> 記事の抜粋
::::::::

7日の民主労総大会で『政治方針』決定...立場の違い狭まるか

ユン・ジヨン記者 2017.02.03 18:39

早期大統領選挙対応戦術をめぐる労働運動陣営の憂いが深まっている。 早ければ4月末にも予想される早期大統領選挙まで、残された時間は三か月ほど。 だが労働陣営の内部では、意見の衝突で大統領選挙対応戦術に合意できずにいる。 最初に「民衆競選」カードを持ち出した民主労総は、来る7日の代議員大会で最終政治方針を決める計画だが、 各政治勢力間での合意がなされない状態で、 反発が噴出する可能性も高い。

▲チャムセサン資料写真

大統領選挙『民衆単一候補』戦術は『同意』、『選挙連合政党』推進は内部議論

民主労総政治現場特別委(政治特別委)が出した政治、大統領選挙方針案は合計5種類。 主に、 △2017年大統領選挙に対応する民衆単一候補戦術の採択、 △2018年地方自治体選挙前に新しい進歩政党を合わせる選挙連合政党の推進、 △選挙連合政党のための労働者推進委員会などを骨子としている。 該当の議案は1月17日に開かれた中央執行委員会で全員一致で通過し、 来る2月7日の代議員大会での最終議決を控えている。

民主労総が強くドライブをかけた政治戦略議案だが、 結局各政治勢力の合意を引き出せなかった。 政治特別委は政治勢力との合意のために「政治連席会議」を構成し、 昨年11月17日から1月6日まで3回の会議を開いた。 政治連席会議には5つの進歩政党(労働党、緑色党、社会変革労働者党、民衆連合党、正義党)と 11の意見グループおよび団体(労働戦線、労働者連帯、全国会議、社会進歩連帯、左派労働者の会、現場労働者の会、現場実践連帯、セロハナ、新しい活動家組織準備会、公共現場会、民衆の夢)が参加した。 二回にわたり進歩政党懇談会も開いたが、結果として政治特別委の5つの案に合意を見ることに失敗した。

::::::::

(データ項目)
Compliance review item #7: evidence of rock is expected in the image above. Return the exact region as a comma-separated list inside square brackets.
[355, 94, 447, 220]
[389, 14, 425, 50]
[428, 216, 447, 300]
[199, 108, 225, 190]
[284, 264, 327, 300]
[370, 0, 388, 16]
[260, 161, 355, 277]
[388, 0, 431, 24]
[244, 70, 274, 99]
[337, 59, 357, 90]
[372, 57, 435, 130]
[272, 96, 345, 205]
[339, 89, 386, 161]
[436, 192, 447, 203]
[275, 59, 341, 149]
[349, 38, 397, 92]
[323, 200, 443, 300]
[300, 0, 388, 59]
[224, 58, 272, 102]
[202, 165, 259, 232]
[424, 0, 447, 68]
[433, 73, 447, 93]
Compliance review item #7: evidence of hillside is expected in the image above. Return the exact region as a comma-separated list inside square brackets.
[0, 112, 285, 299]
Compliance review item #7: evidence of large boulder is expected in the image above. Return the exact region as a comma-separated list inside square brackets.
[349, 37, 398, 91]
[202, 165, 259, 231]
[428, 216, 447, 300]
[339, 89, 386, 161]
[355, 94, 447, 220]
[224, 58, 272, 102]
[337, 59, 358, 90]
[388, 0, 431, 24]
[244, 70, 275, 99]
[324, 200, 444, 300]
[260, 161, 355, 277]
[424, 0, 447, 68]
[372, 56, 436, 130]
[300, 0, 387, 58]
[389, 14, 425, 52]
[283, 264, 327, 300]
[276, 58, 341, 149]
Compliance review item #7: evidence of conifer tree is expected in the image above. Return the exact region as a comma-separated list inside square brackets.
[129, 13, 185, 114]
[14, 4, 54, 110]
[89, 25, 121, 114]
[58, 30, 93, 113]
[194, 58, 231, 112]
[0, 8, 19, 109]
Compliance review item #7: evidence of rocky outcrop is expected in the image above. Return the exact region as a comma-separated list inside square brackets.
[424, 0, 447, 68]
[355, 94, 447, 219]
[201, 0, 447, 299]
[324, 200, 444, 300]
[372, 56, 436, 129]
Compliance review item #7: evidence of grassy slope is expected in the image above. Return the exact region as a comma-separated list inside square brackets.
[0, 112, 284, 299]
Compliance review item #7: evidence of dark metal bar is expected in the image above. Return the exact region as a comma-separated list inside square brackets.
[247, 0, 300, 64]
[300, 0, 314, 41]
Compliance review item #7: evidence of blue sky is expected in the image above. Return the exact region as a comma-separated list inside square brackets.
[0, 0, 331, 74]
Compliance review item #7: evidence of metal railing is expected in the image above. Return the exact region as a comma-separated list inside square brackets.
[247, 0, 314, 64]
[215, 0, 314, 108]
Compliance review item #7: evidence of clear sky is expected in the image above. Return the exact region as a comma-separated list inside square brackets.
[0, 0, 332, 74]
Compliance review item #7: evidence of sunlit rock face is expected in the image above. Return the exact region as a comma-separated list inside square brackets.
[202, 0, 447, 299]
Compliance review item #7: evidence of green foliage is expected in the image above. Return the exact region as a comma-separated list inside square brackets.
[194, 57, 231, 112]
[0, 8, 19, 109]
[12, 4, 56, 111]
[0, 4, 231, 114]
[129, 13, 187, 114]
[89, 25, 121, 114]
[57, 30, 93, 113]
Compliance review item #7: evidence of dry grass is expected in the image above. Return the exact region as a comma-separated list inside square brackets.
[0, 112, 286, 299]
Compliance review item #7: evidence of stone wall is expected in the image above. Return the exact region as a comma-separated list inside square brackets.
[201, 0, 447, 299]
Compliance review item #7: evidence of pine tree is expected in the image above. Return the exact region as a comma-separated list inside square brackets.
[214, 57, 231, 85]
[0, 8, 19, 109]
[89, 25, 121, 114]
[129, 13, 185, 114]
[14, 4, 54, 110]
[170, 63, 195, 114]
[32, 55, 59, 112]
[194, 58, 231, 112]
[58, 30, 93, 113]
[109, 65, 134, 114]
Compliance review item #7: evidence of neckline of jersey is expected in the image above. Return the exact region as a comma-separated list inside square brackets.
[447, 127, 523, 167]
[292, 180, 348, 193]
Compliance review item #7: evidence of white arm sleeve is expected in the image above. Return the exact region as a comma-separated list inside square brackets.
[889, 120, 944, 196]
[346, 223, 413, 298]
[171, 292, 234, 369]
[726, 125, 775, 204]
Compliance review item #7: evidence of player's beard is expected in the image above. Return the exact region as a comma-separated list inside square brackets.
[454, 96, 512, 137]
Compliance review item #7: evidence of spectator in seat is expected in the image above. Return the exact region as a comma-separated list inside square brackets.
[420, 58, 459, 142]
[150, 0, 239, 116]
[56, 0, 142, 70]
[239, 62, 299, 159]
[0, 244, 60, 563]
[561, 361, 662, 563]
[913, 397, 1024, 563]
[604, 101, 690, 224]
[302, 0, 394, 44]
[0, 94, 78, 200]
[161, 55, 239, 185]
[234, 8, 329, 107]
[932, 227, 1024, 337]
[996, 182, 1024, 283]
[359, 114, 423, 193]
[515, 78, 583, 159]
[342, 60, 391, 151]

::::::::

> 課題の内容
記事のうち「民主労総が強くドライブをかけた」で始まる段落を、主な事実を残したまま箇条書きに書き直してください。

> 解答例
- 民主労総が強く推進した政治戦略議案は、各政治勢力の合意を得られなかった。
- 政治特別委は合意を目指して「政治連席会議」を構成し、昨年11月17日から1月6日までに3回の会議を開いた。
- 会議の参加者は次のとおりである。
  - 5つの進歩政党：労働党、緑色党、社会変革労働者党、民衆連合党、正義党
  - 11の意見グループおよび団体：労働戦線、労働者連帯、全国会議、社会進歩連帯、左派労働者の会、現場労働者の会、現場実践連帯、セロハナ、新しい活動家組織準備会、公共現場会、民衆の夢
- 進歩政党懇談会も2回開かれた。
- 結局、政治特別委の5つの案について合意は成立しなかった。